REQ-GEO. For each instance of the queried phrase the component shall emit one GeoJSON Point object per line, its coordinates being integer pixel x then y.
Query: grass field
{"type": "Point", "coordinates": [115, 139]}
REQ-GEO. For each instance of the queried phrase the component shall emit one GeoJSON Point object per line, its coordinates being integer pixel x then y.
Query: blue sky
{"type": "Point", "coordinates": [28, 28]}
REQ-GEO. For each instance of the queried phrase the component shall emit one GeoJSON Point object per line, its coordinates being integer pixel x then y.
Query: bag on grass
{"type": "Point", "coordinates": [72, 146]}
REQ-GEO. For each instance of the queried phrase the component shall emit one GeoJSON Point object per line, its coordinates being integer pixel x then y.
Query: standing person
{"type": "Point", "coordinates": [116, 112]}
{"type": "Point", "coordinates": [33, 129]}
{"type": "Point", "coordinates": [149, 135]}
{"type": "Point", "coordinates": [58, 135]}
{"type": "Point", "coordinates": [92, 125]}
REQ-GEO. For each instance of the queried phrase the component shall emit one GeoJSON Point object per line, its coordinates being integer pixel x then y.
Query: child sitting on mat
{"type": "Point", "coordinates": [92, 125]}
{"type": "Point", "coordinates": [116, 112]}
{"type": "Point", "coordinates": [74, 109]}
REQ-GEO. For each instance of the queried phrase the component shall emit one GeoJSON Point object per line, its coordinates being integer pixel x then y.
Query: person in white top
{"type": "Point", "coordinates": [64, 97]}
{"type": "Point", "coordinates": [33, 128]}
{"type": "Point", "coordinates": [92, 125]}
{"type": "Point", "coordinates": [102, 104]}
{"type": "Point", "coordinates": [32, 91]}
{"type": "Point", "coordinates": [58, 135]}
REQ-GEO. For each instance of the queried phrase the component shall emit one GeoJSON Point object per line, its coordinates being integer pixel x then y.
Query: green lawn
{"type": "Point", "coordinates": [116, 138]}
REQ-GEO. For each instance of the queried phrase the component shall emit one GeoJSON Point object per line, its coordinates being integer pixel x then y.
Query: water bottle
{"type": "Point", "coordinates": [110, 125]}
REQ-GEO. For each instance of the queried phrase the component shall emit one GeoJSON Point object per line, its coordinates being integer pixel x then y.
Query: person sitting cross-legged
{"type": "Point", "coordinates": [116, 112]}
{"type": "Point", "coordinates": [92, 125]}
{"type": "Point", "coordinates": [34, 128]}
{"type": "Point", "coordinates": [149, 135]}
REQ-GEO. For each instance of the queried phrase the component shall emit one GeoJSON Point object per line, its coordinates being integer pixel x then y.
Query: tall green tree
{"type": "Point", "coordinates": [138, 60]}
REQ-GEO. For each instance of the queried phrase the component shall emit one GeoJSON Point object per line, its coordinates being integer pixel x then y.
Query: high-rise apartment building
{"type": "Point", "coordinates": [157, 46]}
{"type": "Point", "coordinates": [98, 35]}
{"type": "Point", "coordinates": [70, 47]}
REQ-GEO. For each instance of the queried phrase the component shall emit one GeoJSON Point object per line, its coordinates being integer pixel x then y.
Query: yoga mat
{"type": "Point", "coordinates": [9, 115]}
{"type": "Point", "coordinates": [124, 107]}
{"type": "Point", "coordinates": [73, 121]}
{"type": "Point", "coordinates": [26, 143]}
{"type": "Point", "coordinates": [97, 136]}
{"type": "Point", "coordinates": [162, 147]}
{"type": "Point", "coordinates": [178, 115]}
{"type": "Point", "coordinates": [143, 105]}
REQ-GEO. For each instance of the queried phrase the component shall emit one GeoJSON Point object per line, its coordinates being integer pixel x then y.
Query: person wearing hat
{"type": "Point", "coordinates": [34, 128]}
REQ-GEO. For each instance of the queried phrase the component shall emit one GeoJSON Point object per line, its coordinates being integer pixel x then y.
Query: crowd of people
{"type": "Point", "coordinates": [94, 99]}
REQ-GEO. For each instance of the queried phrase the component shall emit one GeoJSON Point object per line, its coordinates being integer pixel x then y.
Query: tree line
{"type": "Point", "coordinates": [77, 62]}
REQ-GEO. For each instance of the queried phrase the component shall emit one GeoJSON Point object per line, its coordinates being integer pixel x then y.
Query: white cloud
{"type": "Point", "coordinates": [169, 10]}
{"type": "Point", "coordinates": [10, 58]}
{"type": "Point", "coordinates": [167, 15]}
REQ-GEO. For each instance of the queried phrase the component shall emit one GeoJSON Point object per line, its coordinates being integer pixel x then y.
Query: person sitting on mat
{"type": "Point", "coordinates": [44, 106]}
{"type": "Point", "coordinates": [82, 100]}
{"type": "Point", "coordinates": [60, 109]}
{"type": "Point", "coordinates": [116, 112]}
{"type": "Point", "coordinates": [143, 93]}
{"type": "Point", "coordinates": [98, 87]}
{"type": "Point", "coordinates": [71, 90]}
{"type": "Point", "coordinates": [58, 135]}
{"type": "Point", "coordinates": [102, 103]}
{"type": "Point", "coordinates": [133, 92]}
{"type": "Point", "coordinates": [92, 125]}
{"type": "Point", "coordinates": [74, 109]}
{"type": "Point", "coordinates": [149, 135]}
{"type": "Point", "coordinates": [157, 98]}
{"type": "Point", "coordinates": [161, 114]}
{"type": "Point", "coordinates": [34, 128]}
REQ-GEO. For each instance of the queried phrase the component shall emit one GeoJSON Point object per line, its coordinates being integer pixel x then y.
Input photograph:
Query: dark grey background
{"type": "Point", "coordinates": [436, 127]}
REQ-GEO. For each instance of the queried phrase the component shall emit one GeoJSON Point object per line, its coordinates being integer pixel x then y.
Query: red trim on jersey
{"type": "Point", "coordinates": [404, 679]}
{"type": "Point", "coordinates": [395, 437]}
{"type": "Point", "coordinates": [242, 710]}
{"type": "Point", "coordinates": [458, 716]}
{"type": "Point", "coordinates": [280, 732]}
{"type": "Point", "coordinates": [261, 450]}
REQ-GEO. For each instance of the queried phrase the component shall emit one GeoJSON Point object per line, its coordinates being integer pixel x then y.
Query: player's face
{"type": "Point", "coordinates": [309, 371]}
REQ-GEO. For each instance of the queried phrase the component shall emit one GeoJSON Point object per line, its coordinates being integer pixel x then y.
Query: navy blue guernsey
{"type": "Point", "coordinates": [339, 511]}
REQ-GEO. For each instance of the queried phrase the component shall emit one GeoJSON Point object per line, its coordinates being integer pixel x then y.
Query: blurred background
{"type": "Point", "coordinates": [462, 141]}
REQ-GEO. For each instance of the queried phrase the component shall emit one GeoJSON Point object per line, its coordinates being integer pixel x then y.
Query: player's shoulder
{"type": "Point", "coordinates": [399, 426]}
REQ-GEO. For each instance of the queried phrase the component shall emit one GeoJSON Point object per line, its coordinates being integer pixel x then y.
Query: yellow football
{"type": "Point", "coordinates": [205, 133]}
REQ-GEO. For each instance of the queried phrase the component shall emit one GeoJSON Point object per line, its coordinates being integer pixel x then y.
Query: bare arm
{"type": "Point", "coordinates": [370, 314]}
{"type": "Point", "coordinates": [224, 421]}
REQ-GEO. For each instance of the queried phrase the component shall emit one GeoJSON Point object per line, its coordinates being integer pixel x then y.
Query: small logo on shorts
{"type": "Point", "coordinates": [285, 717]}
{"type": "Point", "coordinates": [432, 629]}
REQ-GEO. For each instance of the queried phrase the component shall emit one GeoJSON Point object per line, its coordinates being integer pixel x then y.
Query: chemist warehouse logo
━━━━━━━━━━
DIRECTIONS FOR THIS TASK: How many of the lines above contain the string "tree"? Matching is case-sensitive; give only the number.

WRITTEN SOLUTION: 2